Um grupo de autores descreveu 28 casos de pacientes residentes em Salvador, Brasil, diagnosticados com FC na vida adulta(18) A idade média foi de 31,1 anos, 53,7% eram negros ou mulatos e 43% apresentavam P. aeruginosa na cultura da expectoração. Os autores enfatizaram a importância da investigação da FC em pacientes adultos com infecção respiratória recorrente, sinusite e bronquiectasia. Outro grupo de autores descreveu 54 pacientes com diagnóstico de FC na vida adulta em Campinas, Brasil.(19) Naquele estudo, a idade média foi de 41,8 anos e o volume expiratório forçado em um segundo (VEF1) foi de 52%. Além disso, 85% dos pacientes apresentaram tosse produtiva crônica, 6% apresentaram diarréia gordurosa ou gordura nas fezes e 48% apresentaram P. aeruginosa na cultura da expectoração.

Apesar dessas diferenças, os critérios diagnósticos da FC para crianças são os mesmos utilizados para adultos.(9) Além de repetir o teste do suor, em geral o diagnóstico exige que seja feita uma análise mais abrangente da mutação. Embora a determinação da DNP possa ser útil, a dificuldade em padronizar o teste é um fator limitante na prática clínica.(15) Na ausência de sintomas gastrointestinais, o diagnóstico diferencial deve incluir discinesia ciliar, deficiência de imunoglobulina G e síndrome de Young(5)

Tratamento

Por ser uma doença complexa, o tratamento deve ser holístico. O uso do modelo de abordagem multidisciplinar para tratar a doença baseia-se na observação de que a criação de centros de tratamento abrangente da FC está relacionada ao prognóstico progressivamente melhor dos pacientes.(8,20) Portanto, as recomendações para os centros adultos seguem o modelo multidisciplinar de sucesso dos centros pediátricos.(8)

Apesar dos grandes avanços no conhecimento sobre FC, o tratamento da doença continua focado na resolução dos sintomas e na correção de disfunções orgânicas.(21,22)

Embora a FC seja uma doença multissistêmica, o comprometimento pulmonar é a principal causa de morbidade e mortalidade.(23) Embora o curso do componente pulmonar da doença seja invariavelmente de deterioração progressiva, uma abordagem terapêutica apropriada pode retardar a sua progressão.(23,24)

O regime terapêutico padrão para as manifestações pulmonares inclui: a) antibioticoterapia; b) exercício e higiene brônquica; c) agentes mucolíticos; d) broncodilatadores; e) agentes anti-inflamatórios; f) suporte nutricional; e g) suplementação com oxigênio.(8,23-25)

Antibiótico

Antibióticos são a pedra angular do tratamento para o componente pulmonar da FC. Os pacientes com FC devem ser avaliados rotineiramente, idealmente a cada quatro meses, e os exames devem incluir microbiologia e antibiograma da expectoração.(8)

Entradas salvas
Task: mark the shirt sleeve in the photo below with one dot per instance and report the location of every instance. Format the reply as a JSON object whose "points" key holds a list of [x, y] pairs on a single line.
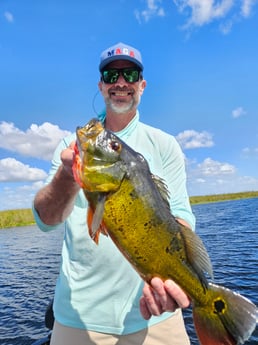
{"points": [[175, 175]]}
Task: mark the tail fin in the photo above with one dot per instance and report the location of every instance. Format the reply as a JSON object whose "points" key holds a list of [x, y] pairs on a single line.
{"points": [[228, 319]]}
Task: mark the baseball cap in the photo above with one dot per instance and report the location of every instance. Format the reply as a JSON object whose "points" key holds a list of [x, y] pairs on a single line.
{"points": [[120, 51]]}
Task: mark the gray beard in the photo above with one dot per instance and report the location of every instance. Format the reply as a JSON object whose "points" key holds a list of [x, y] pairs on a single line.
{"points": [[121, 109]]}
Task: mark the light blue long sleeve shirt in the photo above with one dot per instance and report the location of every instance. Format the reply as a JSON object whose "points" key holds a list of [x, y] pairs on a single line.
{"points": [[97, 289]]}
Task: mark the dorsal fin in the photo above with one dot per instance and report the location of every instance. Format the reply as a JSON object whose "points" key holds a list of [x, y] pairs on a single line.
{"points": [[162, 187]]}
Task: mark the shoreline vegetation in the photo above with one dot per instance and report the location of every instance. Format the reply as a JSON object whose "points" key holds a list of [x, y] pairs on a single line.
{"points": [[24, 217]]}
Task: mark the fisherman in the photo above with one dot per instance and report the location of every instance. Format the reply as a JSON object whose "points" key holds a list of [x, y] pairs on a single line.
{"points": [[99, 298]]}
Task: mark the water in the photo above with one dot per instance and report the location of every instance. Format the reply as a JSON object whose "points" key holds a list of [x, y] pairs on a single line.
{"points": [[29, 261]]}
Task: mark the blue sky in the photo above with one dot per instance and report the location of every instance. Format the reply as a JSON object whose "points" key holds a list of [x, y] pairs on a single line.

Instruções das tarefas
1. De acordo com o trecho sobre FC, com que frequência os pacientes com FC devem ser avaliados, idealmente?
2. Liste todos os componentes do regime terapêutico padrão para as manifestações pulmonares mencionados no trecho sobre FC.
3. Escreva a continuação do trecho sobre FC a partir do ponto em que ele termina.

Respostas
1. A cada quatro meses.

2. antibioticoterapia; exercício e higiene brônquica; agentes mucolíticos; broncodilatadores; agentes anti-inflamatórios; suporte nutricional; suplementação com oxigênio

3.
Antibióticos podem ser usados em quatro situações clínicas específicas na FC: a) no tratamento de exacerbações infecciosas; b) na erradicação ou tratamento a longo prazo da infecção com Staphylococcus aureus; c) na erradicação precoce do P. aeruginosa; e d) no tratamento supressivo da infecção crônica por P. aeruginosa.(26)

As pacientes com FC podem apresentar piora periódica das manifestações pulmonares devido a infecções respiratórias, à exposição a poluentes do ar ou à hiper-reactividade brônquica.(27) Dependendo da gravidade do perfil clínico, antibióticos orais ou intravenosos são utilizados no tratamento intermitente das exacerbações.(26) Para pacientes com exacerbações mais graves, recomenda-se o tratamento com antibióticos intravenosos por 14-21 dias, sendo geralmente necessária a internação hospitalar.(25) A escolha dos antibióticos é baseada na revisão das culturas da expectoração e nos resultados dos antibiogramas mais recentes(21,24) Os alvos da antibioticoterapia incluem os patógenos especificamente relacionados à FC, como P. aeruginosa, S. aureus e Burkholderia cepacia.(23) Como P. aeruginosa é o patógeno mais freqüentemente isolado em adultos com FC,(8,28) tratamento com fluoroquinolonas para as exacerbações leves, enquanto a combinação de um antibiótico beta-lactâmico com um aminoglicosídeo é indicada para o tratamento de exacerbações graves.(8)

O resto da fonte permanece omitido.